▶ [Data records]
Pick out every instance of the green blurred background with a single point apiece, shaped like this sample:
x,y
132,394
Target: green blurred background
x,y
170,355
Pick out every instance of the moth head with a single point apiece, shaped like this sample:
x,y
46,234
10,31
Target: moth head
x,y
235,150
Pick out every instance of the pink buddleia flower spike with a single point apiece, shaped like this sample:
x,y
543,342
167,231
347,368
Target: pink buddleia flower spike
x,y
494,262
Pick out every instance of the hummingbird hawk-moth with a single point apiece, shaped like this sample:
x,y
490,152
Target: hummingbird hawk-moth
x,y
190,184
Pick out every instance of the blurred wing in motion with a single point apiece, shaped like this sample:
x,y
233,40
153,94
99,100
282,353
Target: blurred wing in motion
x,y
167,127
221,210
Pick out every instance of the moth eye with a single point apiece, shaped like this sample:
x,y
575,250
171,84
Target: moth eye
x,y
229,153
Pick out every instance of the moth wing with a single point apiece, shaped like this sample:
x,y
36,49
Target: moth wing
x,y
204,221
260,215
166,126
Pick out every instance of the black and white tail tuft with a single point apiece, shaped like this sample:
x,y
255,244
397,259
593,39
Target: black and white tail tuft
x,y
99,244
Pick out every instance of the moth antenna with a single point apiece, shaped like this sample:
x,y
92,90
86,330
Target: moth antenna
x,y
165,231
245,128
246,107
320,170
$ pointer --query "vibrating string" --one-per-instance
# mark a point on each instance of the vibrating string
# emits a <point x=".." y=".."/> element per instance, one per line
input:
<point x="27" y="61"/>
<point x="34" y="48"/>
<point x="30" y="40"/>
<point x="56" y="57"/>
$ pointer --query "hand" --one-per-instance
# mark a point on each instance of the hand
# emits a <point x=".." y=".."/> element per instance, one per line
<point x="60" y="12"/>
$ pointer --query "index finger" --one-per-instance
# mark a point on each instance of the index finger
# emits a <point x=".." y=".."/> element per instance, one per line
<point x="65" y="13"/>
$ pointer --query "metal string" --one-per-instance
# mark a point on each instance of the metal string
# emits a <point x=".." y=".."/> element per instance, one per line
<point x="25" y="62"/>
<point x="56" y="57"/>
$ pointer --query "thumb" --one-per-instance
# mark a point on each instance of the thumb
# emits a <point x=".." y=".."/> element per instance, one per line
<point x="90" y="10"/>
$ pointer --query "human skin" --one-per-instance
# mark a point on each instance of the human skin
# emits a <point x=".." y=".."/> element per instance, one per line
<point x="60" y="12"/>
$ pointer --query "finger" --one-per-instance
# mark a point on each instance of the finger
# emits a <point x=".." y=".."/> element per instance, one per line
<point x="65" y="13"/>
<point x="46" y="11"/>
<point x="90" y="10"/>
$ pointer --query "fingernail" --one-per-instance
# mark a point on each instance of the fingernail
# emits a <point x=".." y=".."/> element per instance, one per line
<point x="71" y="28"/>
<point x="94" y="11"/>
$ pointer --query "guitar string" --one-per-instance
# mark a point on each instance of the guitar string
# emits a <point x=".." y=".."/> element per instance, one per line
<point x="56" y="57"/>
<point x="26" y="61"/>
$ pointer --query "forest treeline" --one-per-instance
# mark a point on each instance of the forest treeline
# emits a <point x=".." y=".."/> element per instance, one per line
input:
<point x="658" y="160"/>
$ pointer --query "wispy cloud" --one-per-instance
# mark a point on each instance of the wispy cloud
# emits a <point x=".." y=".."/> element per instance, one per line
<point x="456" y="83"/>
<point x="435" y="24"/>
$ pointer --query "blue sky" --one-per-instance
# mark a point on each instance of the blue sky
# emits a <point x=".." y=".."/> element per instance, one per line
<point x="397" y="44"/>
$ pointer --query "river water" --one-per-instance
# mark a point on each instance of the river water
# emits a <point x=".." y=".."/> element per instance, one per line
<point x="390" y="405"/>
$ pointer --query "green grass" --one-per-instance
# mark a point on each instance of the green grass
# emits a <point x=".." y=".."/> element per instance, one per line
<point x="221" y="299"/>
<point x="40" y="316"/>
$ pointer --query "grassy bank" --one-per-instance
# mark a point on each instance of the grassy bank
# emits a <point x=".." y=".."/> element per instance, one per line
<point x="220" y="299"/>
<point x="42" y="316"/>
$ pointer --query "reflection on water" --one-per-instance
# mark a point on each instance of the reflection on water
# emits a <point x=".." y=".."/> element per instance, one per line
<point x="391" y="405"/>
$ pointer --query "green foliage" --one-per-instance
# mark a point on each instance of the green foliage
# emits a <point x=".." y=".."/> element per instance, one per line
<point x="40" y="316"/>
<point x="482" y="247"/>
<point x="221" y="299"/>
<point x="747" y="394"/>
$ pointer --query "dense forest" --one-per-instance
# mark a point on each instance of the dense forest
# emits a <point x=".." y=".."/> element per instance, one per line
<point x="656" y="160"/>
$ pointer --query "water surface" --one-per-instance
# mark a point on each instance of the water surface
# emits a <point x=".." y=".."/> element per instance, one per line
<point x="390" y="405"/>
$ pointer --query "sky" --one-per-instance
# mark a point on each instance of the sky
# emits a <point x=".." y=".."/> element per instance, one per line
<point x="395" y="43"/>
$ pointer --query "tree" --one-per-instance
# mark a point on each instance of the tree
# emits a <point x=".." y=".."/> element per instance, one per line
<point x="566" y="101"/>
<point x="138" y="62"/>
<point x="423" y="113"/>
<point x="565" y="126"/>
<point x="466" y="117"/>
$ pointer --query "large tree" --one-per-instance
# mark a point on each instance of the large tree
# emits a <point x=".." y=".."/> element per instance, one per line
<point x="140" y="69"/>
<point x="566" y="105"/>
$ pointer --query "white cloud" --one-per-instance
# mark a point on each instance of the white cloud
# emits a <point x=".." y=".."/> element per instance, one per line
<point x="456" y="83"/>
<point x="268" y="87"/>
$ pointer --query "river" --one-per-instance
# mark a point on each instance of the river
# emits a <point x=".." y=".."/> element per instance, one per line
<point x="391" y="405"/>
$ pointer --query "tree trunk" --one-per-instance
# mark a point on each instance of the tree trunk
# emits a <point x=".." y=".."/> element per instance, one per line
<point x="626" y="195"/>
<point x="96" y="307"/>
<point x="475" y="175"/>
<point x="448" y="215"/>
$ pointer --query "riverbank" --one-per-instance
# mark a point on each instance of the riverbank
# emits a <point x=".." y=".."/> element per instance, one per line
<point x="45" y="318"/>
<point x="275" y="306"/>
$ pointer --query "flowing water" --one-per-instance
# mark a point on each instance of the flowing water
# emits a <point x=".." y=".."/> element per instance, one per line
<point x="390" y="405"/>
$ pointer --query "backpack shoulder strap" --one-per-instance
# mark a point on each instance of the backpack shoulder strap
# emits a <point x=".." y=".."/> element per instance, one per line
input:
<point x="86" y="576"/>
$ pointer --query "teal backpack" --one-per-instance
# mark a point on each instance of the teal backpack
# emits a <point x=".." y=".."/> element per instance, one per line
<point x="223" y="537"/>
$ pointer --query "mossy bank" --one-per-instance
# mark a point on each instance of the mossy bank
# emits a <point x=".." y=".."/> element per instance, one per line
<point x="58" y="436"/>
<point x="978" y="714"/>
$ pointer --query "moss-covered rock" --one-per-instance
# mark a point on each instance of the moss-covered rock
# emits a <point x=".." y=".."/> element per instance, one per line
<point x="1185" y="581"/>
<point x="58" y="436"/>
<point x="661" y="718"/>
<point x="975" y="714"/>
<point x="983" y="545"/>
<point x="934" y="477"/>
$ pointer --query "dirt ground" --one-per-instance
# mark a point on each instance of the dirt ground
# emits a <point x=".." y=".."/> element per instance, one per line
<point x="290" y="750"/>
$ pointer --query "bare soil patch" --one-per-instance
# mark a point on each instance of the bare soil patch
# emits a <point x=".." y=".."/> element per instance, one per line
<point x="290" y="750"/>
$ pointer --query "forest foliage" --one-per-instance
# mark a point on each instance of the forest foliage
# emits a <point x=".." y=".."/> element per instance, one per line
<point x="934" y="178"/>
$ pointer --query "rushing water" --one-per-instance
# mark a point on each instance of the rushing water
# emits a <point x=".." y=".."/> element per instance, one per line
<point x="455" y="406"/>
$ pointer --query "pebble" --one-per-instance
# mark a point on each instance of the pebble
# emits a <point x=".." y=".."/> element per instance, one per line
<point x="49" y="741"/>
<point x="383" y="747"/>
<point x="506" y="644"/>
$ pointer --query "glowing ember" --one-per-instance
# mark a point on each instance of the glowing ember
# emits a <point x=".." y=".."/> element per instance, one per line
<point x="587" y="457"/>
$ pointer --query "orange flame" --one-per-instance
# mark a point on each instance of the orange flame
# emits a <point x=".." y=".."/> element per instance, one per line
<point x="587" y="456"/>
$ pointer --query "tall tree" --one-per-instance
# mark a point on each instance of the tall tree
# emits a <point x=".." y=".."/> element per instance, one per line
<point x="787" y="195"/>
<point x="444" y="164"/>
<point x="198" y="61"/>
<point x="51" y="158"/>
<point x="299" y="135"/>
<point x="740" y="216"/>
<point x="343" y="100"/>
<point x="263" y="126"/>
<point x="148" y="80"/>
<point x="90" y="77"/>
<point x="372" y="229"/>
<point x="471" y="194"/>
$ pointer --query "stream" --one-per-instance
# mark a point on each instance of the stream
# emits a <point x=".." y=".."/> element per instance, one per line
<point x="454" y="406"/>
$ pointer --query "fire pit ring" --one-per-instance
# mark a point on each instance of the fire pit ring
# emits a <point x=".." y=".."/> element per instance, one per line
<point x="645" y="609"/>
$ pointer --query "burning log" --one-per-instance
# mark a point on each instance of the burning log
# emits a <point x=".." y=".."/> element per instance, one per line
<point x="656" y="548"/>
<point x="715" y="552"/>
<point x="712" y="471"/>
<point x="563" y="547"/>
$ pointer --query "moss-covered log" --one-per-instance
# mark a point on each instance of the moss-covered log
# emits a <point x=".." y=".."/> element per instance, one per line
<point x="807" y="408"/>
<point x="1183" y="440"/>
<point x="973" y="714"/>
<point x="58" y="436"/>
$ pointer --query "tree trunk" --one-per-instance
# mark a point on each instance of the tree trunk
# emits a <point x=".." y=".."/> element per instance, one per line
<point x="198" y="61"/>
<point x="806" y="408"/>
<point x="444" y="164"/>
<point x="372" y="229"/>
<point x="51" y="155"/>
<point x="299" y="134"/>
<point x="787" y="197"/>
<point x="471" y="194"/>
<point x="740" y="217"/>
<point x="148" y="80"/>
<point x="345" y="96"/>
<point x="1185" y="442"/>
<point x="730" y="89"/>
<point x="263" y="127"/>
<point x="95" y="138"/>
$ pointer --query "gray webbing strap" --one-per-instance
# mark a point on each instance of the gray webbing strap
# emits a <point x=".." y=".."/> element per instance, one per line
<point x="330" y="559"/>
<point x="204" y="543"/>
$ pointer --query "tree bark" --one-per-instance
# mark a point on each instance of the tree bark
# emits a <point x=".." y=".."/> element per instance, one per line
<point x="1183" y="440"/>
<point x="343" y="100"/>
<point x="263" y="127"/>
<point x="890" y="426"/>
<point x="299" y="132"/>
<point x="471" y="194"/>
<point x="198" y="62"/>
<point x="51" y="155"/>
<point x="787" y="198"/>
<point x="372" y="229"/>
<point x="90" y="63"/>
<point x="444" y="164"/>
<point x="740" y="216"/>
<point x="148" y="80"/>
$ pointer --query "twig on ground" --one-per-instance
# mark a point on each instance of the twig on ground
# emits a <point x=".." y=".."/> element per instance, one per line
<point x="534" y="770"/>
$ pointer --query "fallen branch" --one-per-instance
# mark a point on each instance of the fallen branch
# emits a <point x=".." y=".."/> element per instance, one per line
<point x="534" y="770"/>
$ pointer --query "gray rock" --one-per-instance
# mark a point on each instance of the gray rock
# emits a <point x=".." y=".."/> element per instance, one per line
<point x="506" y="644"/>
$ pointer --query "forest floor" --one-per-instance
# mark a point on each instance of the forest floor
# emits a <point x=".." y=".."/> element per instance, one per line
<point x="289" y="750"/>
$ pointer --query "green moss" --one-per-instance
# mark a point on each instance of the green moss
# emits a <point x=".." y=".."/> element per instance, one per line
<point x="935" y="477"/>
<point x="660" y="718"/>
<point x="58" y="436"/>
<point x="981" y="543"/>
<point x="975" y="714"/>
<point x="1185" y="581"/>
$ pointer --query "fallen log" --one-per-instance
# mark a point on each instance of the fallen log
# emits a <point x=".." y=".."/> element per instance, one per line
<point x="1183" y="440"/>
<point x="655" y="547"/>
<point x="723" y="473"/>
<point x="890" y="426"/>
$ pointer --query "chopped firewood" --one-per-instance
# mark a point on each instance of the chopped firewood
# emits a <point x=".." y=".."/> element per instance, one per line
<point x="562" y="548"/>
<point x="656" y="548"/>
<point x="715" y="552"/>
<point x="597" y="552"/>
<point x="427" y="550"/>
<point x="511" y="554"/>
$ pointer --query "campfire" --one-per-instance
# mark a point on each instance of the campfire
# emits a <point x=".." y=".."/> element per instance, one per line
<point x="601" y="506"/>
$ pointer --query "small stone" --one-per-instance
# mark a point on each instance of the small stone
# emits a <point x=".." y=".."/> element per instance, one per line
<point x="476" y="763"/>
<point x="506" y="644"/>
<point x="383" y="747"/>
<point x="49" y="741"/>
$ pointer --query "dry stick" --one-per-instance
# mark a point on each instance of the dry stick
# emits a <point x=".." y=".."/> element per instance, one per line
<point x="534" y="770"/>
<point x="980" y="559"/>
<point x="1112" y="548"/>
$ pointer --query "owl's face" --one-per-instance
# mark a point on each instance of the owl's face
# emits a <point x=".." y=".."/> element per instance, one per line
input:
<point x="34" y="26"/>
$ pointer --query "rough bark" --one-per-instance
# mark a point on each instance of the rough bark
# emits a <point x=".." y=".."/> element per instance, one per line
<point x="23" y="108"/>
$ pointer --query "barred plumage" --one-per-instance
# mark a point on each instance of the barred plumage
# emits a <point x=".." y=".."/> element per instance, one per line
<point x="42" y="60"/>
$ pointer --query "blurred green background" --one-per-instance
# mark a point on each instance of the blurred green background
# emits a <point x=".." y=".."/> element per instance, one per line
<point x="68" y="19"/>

▶ [Try it] Which of the lines above hold the word "sample"? Copy each one.

▶ [Output of the task]
Pick out every instance of the green blurred background with a single point apiece, shaped like this sample:
Pick out every instance of the moth head with a single point apiece, shaped like this sample:
Pick out every instance of the pink buddleia flower spike with a single point apiece, shaped like this sample:
Pick out every instance of the hummingbird hawk-moth with a single point apiece, shaped like this sample:
Pick out every instance of the blurred wing in motion with a single point apiece, shaped like this sample:
Pick out every instance of the moth eye with a single point apiece, shaped like this sample:
Pick out every instance of the moth wing with a single point apiece, shaped like this sample:
Pick out every instance of the black and white tail tuft with a single point apiece, shaped like this sample:
Pick out every instance of the moth antenna with a single point apiece, shaped like this sample:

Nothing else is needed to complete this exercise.